-- EXTRACTED RECORDS follows --

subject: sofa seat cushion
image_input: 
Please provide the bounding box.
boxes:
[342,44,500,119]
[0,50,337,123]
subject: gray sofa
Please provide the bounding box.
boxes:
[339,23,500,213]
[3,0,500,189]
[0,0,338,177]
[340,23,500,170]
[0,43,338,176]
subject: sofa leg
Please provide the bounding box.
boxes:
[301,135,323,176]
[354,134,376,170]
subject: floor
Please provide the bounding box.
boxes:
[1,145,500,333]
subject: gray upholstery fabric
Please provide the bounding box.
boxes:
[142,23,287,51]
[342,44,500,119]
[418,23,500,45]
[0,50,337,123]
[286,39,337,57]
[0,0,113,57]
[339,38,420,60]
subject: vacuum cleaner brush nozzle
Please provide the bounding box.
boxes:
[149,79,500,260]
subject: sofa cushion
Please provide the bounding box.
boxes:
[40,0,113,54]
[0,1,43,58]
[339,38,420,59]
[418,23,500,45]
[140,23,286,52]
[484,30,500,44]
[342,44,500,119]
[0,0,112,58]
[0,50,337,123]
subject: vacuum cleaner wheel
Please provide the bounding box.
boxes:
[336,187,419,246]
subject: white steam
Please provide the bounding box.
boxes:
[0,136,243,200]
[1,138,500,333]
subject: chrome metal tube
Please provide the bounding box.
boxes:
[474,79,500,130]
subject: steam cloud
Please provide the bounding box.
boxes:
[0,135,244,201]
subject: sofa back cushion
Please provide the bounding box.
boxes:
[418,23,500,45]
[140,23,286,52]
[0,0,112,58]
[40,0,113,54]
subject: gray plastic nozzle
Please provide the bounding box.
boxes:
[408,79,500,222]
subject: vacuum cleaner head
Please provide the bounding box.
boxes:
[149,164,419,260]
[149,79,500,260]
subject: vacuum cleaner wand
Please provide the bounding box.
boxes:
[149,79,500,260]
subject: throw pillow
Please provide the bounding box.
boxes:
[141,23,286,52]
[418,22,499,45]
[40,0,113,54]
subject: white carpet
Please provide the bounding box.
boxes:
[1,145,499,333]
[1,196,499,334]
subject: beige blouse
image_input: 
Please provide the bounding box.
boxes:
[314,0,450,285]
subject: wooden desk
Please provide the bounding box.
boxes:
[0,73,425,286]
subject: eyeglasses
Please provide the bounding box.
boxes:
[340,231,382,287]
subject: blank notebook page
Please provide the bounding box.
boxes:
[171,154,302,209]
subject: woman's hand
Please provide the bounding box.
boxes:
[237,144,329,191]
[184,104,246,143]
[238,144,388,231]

-- EXTRACTED RECORDS concluded --

### [WORK ORDER]
How many lines of the entries above include the word "sofa"? Answer with the number only.

### [ANSWER TO THIS PROBLEM]
5